DATA SUPPLIED ->
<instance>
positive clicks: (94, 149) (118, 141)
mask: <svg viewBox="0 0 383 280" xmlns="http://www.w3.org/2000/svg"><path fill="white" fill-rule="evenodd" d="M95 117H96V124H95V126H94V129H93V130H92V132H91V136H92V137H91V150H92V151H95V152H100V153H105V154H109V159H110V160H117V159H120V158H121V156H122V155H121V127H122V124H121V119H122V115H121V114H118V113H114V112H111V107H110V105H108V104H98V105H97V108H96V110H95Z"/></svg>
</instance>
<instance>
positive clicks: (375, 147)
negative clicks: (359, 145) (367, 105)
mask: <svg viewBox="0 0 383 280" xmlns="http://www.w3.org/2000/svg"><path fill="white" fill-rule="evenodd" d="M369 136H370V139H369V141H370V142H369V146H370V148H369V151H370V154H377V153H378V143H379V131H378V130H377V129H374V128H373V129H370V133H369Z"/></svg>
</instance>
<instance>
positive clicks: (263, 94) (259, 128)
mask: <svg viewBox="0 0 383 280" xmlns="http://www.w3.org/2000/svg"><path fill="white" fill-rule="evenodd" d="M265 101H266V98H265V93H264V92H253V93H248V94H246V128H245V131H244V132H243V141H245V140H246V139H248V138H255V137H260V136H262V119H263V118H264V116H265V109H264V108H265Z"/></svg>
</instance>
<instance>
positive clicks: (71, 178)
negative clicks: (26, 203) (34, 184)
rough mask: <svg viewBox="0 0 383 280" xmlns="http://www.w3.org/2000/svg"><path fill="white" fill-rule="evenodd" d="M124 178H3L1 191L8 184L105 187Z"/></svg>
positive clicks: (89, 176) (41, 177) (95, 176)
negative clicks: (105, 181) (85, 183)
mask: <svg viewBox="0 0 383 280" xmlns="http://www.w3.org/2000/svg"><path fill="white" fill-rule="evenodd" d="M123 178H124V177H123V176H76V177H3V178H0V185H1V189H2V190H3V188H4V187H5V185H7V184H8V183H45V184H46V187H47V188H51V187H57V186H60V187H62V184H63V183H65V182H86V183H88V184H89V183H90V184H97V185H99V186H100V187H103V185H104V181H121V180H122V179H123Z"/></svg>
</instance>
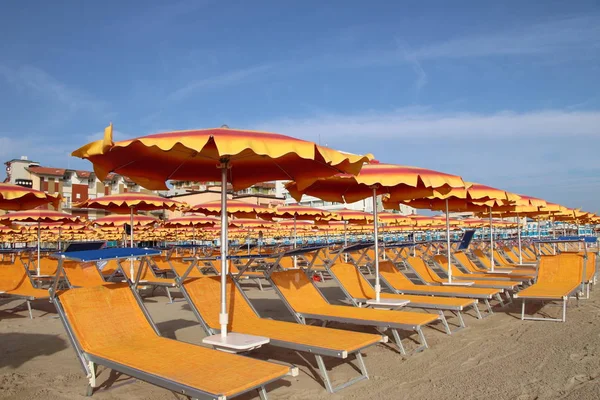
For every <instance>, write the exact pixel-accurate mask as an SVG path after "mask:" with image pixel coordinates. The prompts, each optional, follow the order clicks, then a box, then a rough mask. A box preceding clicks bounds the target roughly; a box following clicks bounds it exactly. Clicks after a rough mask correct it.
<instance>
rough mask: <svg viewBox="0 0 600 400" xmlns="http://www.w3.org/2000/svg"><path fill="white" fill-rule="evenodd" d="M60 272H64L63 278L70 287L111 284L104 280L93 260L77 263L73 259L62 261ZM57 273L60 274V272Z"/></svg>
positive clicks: (74, 287) (108, 282)
mask: <svg viewBox="0 0 600 400" xmlns="http://www.w3.org/2000/svg"><path fill="white" fill-rule="evenodd" d="M57 267H58V262H57ZM62 272H63V273H64V276H65V280H66V282H67V284H68V285H69V287H70V288H77V287H90V286H99V285H110V284H112V283H109V282H106V281H105V280H104V277H103V276H102V274H101V273H100V271H99V270H98V267H97V266H96V263H94V262H89V263H79V262H75V261H64V262H63V267H62ZM57 275H58V276H60V274H57Z"/></svg>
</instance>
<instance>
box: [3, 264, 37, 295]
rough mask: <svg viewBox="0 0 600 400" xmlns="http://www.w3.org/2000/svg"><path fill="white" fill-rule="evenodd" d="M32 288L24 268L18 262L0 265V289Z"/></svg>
mask: <svg viewBox="0 0 600 400" xmlns="http://www.w3.org/2000/svg"><path fill="white" fill-rule="evenodd" d="M18 289H34V287H33V285H32V284H31V281H30V280H29V276H27V272H26V271H25V268H24V267H22V266H20V265H18V264H11V265H2V266H0V291H2V292H8V291H9V290H18Z"/></svg>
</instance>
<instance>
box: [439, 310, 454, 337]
mask: <svg viewBox="0 0 600 400" xmlns="http://www.w3.org/2000/svg"><path fill="white" fill-rule="evenodd" d="M440 320H441V321H442V324H444V329H445V330H446V334H448V335H452V331H451V330H450V327H449V326H448V320H447V319H446V316H445V315H444V312H443V311H441V310H440Z"/></svg>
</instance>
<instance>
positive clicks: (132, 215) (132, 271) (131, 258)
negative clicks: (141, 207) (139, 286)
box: [129, 207, 135, 283]
mask: <svg viewBox="0 0 600 400" xmlns="http://www.w3.org/2000/svg"><path fill="white" fill-rule="evenodd" d="M129 245H130V246H131V248H133V207H129ZM129 272H130V273H131V280H132V281H134V280H135V277H134V273H133V258H130V259H129ZM134 283H135V282H134Z"/></svg>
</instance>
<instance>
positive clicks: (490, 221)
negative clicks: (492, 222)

WHAT YOU NEED TO DO ->
Pull out every line in the records above that contains the string "positive", treating uppercase and lowercase as different.

RESPONSE FOR THIS EXERCISE ->
positive clicks: (94, 149) (118, 141)
positive clicks: (375, 147)
positive clicks: (263, 94) (259, 128)
positive clicks: (71, 178)
positive clicks: (89, 176) (41, 177) (95, 176)
positive clicks: (74, 287) (108, 282)
positive clicks: (132, 215) (132, 271) (131, 258)
positive clicks: (490, 221)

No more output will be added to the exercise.